■ WHAT TO WORK ON: Once the line holding "Guideline: for every instance of the football, the" is found in the entries below, restate it and each line after it word for word, with no pictures.

[Natural language region descriptions]
·····

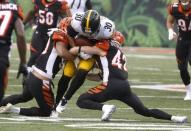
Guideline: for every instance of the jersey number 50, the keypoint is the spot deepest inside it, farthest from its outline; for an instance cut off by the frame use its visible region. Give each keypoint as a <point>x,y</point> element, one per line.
<point>182,25</point>
<point>5,17</point>
<point>46,17</point>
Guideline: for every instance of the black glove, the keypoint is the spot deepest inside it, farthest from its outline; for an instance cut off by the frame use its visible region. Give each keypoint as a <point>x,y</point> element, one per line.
<point>22,70</point>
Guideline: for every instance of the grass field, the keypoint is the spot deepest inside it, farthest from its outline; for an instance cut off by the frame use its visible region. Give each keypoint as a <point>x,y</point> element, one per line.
<point>153,68</point>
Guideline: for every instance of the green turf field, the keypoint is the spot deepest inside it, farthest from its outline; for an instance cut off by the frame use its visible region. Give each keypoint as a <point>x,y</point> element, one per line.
<point>146,68</point>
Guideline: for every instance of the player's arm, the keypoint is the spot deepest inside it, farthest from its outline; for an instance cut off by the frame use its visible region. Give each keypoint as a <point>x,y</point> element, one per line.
<point>21,45</point>
<point>88,5</point>
<point>63,52</point>
<point>92,50</point>
<point>170,21</point>
<point>30,15</point>
<point>65,8</point>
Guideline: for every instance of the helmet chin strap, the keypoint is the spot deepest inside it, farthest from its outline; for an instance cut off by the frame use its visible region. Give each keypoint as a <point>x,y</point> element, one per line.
<point>49,1</point>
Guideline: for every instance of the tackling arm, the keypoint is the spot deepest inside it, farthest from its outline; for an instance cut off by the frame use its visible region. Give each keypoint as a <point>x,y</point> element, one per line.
<point>21,44</point>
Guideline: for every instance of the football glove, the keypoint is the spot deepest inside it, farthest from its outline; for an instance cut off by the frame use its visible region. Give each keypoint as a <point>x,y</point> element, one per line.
<point>84,55</point>
<point>171,34</point>
<point>22,70</point>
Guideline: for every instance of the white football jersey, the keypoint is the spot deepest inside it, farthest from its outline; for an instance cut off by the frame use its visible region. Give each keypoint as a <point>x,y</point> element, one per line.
<point>77,5</point>
<point>105,31</point>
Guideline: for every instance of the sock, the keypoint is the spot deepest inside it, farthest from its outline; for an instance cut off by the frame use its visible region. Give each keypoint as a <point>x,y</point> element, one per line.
<point>15,109</point>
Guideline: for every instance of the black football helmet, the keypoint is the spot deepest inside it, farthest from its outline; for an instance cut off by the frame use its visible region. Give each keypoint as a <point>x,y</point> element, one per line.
<point>186,4</point>
<point>90,21</point>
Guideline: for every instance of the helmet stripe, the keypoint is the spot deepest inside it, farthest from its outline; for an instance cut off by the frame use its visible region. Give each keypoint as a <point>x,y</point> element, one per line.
<point>88,21</point>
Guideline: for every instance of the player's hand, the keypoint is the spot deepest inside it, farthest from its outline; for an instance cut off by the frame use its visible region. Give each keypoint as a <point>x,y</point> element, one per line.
<point>171,34</point>
<point>52,30</point>
<point>22,70</point>
<point>84,55</point>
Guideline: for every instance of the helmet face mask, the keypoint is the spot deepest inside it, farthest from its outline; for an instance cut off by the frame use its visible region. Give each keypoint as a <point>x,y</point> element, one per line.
<point>90,22</point>
<point>49,1</point>
<point>186,4</point>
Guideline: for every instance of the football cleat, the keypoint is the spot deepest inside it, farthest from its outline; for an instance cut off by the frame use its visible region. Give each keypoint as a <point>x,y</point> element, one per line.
<point>107,112</point>
<point>179,119</point>
<point>6,109</point>
<point>54,114</point>
<point>188,95</point>
<point>61,106</point>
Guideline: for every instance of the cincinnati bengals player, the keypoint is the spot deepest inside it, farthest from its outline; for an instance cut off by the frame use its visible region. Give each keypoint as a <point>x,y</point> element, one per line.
<point>94,27</point>
<point>38,82</point>
<point>47,13</point>
<point>180,13</point>
<point>114,86</point>
<point>11,16</point>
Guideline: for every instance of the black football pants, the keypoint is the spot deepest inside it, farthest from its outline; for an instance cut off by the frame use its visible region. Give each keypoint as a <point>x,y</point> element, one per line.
<point>117,90</point>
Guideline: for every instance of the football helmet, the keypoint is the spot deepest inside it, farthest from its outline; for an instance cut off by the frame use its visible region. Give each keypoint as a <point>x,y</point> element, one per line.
<point>90,22</point>
<point>49,1</point>
<point>186,4</point>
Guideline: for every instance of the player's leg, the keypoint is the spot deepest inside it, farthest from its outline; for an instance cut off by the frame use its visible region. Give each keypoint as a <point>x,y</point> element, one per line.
<point>182,56</point>
<point>79,78</point>
<point>3,79</point>
<point>83,68</point>
<point>93,100</point>
<point>18,98</point>
<point>68,73</point>
<point>42,92</point>
<point>38,44</point>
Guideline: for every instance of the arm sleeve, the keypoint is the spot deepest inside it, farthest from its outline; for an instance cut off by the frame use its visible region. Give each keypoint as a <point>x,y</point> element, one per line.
<point>88,4</point>
<point>71,32</point>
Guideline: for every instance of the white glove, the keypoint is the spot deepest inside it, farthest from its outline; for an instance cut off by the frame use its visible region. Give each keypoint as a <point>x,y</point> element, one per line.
<point>52,30</point>
<point>85,56</point>
<point>171,34</point>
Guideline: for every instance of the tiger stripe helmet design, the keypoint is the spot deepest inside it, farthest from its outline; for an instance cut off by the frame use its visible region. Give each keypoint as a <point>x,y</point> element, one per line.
<point>90,21</point>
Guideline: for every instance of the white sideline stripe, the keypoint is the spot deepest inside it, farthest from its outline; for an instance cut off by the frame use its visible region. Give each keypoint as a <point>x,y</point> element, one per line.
<point>133,126</point>
<point>59,119</point>
<point>166,87</point>
<point>163,97</point>
<point>122,124</point>
<point>151,56</point>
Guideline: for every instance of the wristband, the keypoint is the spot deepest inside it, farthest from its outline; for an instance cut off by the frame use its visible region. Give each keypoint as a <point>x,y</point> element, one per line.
<point>79,49</point>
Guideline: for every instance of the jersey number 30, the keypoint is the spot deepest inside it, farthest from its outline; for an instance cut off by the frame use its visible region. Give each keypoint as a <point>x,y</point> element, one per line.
<point>5,17</point>
<point>119,60</point>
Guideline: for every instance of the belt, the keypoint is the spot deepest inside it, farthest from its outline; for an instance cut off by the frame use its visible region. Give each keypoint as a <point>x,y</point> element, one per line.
<point>38,75</point>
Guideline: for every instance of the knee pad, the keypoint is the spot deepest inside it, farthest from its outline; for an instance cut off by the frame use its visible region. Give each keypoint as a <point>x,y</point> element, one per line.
<point>69,69</point>
<point>86,64</point>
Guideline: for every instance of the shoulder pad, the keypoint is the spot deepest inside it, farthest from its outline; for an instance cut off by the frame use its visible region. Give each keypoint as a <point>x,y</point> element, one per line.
<point>76,21</point>
<point>106,29</point>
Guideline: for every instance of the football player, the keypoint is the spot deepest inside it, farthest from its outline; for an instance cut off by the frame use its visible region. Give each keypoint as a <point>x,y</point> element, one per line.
<point>79,5</point>
<point>114,85</point>
<point>179,13</point>
<point>47,14</point>
<point>70,66</point>
<point>94,27</point>
<point>11,16</point>
<point>38,84</point>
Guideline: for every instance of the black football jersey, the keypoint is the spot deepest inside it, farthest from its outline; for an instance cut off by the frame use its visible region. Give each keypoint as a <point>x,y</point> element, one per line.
<point>49,63</point>
<point>183,20</point>
<point>113,65</point>
<point>48,13</point>
<point>9,13</point>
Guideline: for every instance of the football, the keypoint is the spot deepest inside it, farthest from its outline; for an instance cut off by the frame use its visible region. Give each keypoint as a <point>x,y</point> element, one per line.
<point>82,41</point>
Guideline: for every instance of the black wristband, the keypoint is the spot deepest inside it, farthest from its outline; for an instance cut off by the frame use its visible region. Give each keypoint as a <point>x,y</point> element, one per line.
<point>79,49</point>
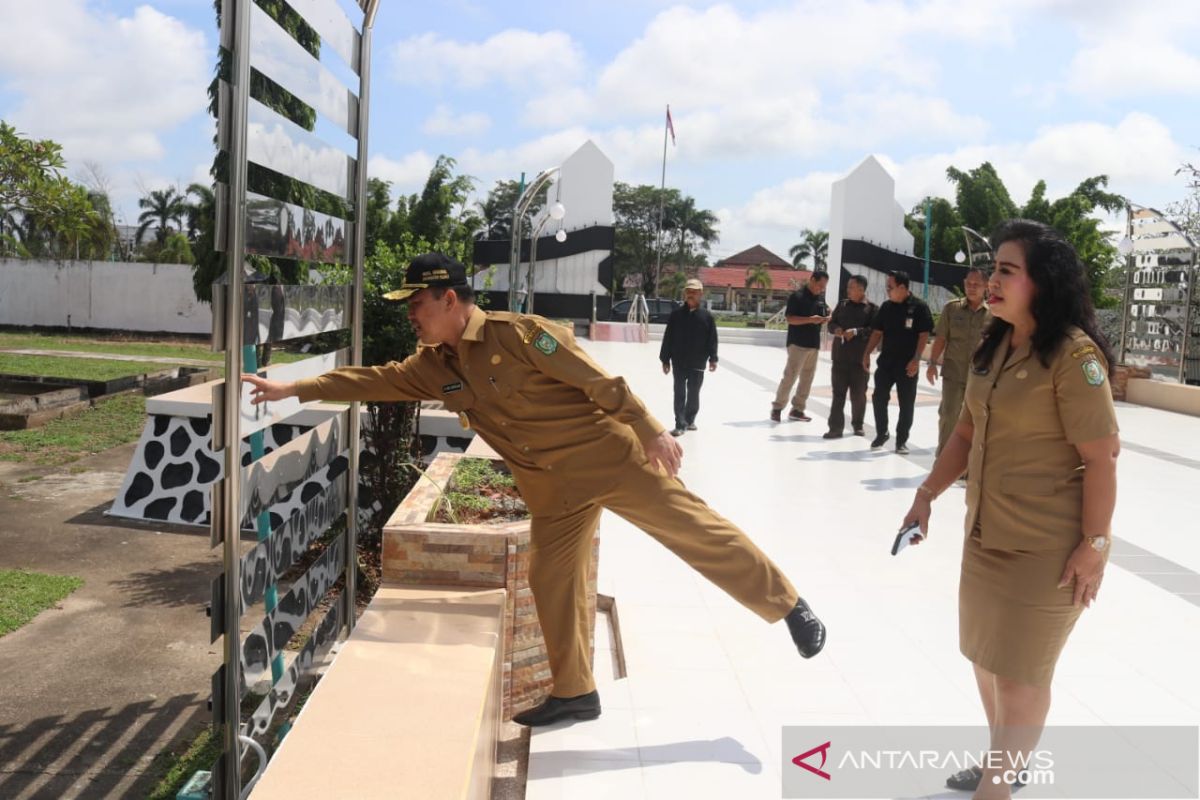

·····

■ WRITTEN ANSWER:
Guideline: for every instance of the football, the keypoint is the spot deepest inside it, farthest from its outline; for an instance cut off by the frame use its visible region. Give each keypoint as a <point>x,y</point> element, one per line.
<point>82,41</point>
Guideline: for every instance of the black wristband, the keypoint is the spot deepest inside it, farthest from its outline; for an instance cut off by the frame use its visible region. Give each keypoint as a <point>x,y</point> element, one per line.
<point>79,49</point>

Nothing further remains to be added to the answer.